### Your objective
Reproduce the records below, swapping "jacket sleeve" for "coat sleeve" and leaving everything else unchanged.

--- START ---

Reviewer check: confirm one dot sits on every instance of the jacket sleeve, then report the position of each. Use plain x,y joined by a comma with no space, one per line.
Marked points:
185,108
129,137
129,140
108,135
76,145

--- END ---

### Result below
Reviewer check: confirm one dot sits on every instance of the coat sleeve, then report the position of each. Use plain x,y joined by a comma with no space, one per line.
Marked points:
185,108
129,137
129,140
108,135
76,145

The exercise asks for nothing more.